**TASK BRIEF:**
Every record must be transcribed in its entirety, apart from the images, which are to be omitted.

[Point localization data]

=== Begin Enclosure ===

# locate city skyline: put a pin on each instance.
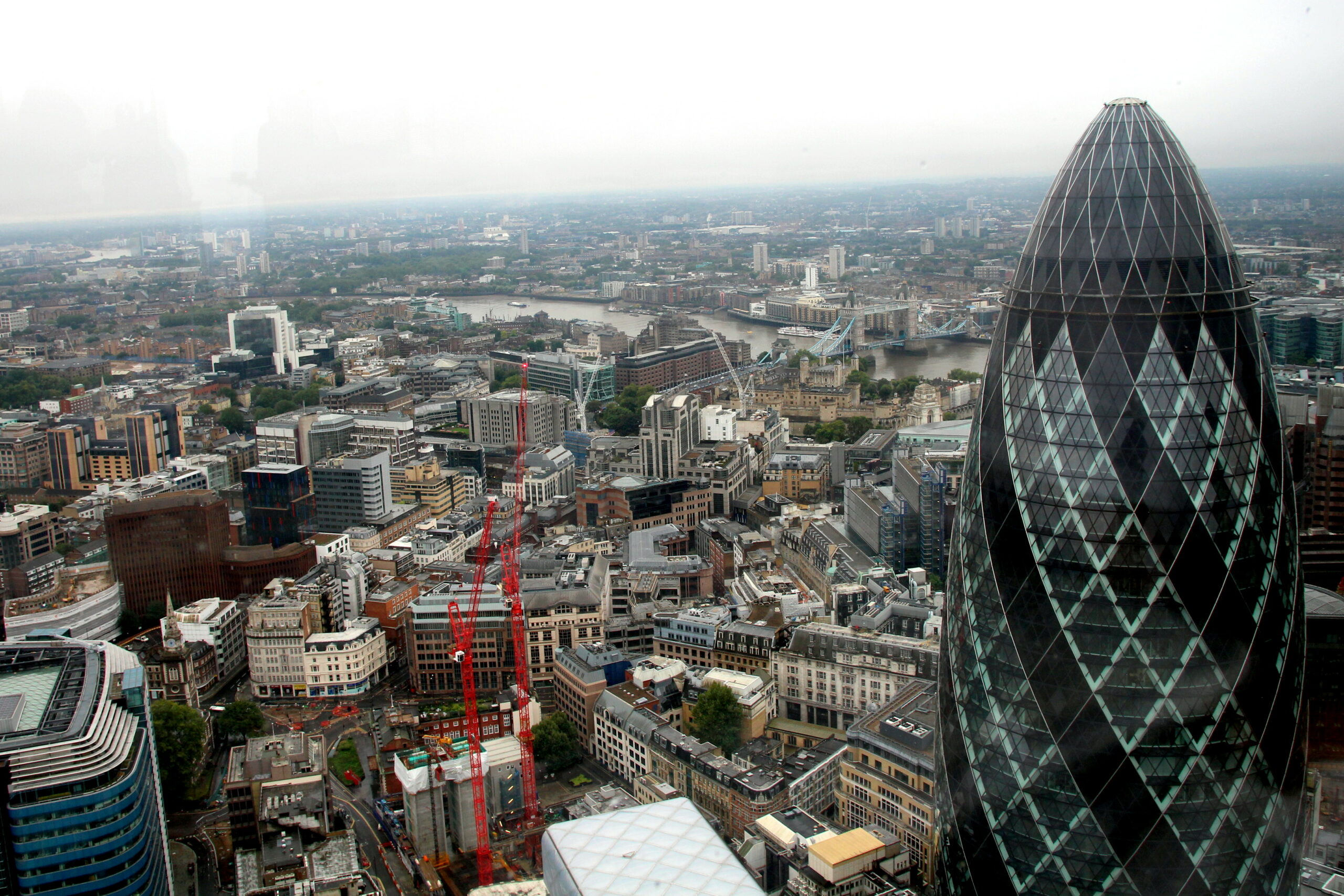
(355, 127)
(1121, 680)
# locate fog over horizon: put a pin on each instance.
(179, 109)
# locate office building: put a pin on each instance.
(280, 504)
(492, 419)
(664, 368)
(828, 675)
(80, 794)
(1121, 688)
(347, 661)
(761, 258)
(148, 445)
(351, 489)
(424, 481)
(275, 786)
(277, 629)
(889, 773)
(27, 531)
(670, 425)
(169, 543)
(570, 376)
(548, 475)
(723, 467)
(799, 477)
(393, 431)
(218, 624)
(740, 790)
(835, 262)
(68, 452)
(582, 673)
(643, 503)
(265, 331)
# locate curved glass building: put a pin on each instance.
(1122, 672)
(80, 804)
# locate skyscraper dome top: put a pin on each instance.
(1129, 226)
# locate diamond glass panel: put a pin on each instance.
(1121, 691)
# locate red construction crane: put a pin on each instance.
(464, 632)
(514, 601)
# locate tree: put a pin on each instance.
(243, 719)
(620, 419)
(832, 431)
(555, 742)
(179, 741)
(857, 426)
(906, 385)
(718, 718)
(233, 419)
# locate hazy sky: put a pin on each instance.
(128, 108)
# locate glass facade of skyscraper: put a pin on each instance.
(80, 801)
(1121, 681)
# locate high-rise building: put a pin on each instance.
(80, 804)
(25, 458)
(171, 542)
(265, 330)
(1122, 655)
(670, 426)
(68, 448)
(280, 504)
(353, 489)
(835, 261)
(27, 531)
(492, 419)
(761, 258)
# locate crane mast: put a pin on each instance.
(464, 633)
(733, 373)
(518, 620)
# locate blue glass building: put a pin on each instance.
(80, 803)
(1122, 672)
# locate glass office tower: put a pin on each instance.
(1122, 668)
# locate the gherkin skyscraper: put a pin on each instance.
(1122, 671)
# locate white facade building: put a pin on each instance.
(549, 475)
(835, 261)
(761, 258)
(718, 424)
(218, 624)
(276, 632)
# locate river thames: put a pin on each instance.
(942, 355)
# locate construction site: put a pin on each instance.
(471, 809)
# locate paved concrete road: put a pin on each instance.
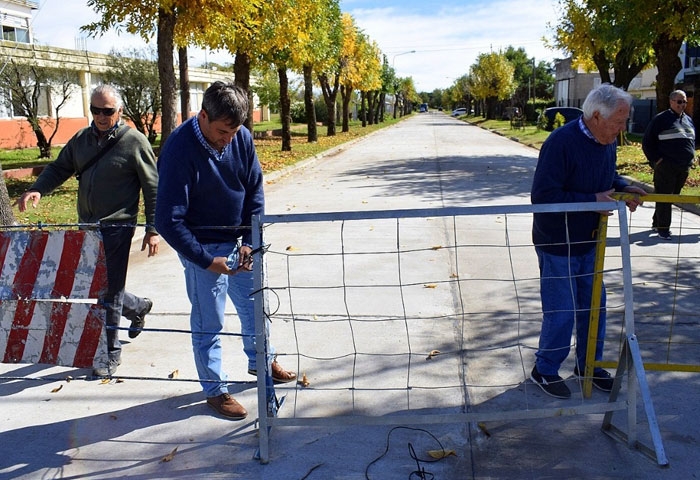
(93, 430)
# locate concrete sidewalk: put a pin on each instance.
(152, 426)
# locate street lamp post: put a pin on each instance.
(397, 99)
(393, 60)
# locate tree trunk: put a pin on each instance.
(185, 106)
(382, 106)
(312, 135)
(285, 110)
(330, 94)
(166, 71)
(668, 65)
(6, 216)
(363, 108)
(345, 94)
(241, 72)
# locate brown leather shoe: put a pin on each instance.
(279, 374)
(227, 406)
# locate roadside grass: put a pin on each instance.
(631, 161)
(59, 207)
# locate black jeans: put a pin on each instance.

=== End Enclosure ===

**SOLVED PROBLEM:**
# locate city skyline: put a pin on each instance.
(355, 127)
(1121, 680)
# locate fog over horizon: put a pin on each instance.
(179, 109)
# locate office building: put a pin on each instance.
(280, 504)
(492, 419)
(664, 368)
(828, 675)
(80, 794)
(1121, 688)
(347, 661)
(761, 258)
(148, 445)
(351, 489)
(424, 481)
(275, 786)
(277, 629)
(889, 773)
(27, 531)
(670, 425)
(169, 543)
(570, 376)
(548, 475)
(723, 467)
(799, 477)
(393, 431)
(218, 624)
(740, 790)
(835, 262)
(68, 452)
(582, 673)
(643, 503)
(265, 331)
# locate curved glass building: put a pin on each instance.
(1122, 672)
(80, 804)
# locate skyscraper dome top: put a pin on each instance.
(1129, 226)
# locate diamond glass panel: put a pin on each instance.
(1121, 691)
# locate red construction crane: put a pin on each instance.
(464, 632)
(514, 601)
# locate tree: put a pin on each instance.
(243, 719)
(620, 419)
(832, 431)
(555, 742)
(179, 741)
(857, 426)
(906, 385)
(718, 718)
(233, 419)
# locate hazy sky: put a pin on each instance.
(128, 108)
# locate glass facade of skyscraper: put a pin on each instance.
(80, 801)
(1121, 681)
# locate high-rise building: put a pin on each instance.
(80, 804)
(25, 458)
(171, 542)
(265, 330)
(1122, 655)
(670, 426)
(68, 448)
(280, 504)
(353, 489)
(835, 261)
(27, 531)
(492, 419)
(761, 258)
# locate crane mast: put a pin on each instance.
(464, 633)
(733, 373)
(518, 620)
# locate blue glass building: put a pin on each instance.
(80, 803)
(1122, 672)
# locate glass office tower: put a pin on each instance.
(1122, 668)
# locate the gherkin skyscraper: put a pin on each instance.
(1122, 671)
# locate white facade building: put a pin on each instance.
(549, 475)
(835, 261)
(761, 258)
(718, 424)
(218, 624)
(276, 632)
# locate river thames: put a pin on each instance.
(942, 355)
# locate construction site: put a pin on each instance.
(471, 809)
# locate paved concrete road: put a pin on each instance.
(93, 430)
# locate concrete sidewalk: put a pin on each instance.
(152, 426)
# locate street lamp post: put a pin on each instance.
(397, 99)
(393, 60)
# locate tree trunk: put a pin on each instance.
(185, 106)
(382, 106)
(312, 135)
(285, 110)
(330, 94)
(166, 71)
(668, 65)
(6, 216)
(363, 108)
(345, 94)
(241, 72)
# locate brown leather shoe: put a pin on each instance.
(279, 374)
(227, 406)
# locate roadside grass: put a pin on each instance.
(631, 161)
(59, 207)
# locate black jeans: put a pin on each instance.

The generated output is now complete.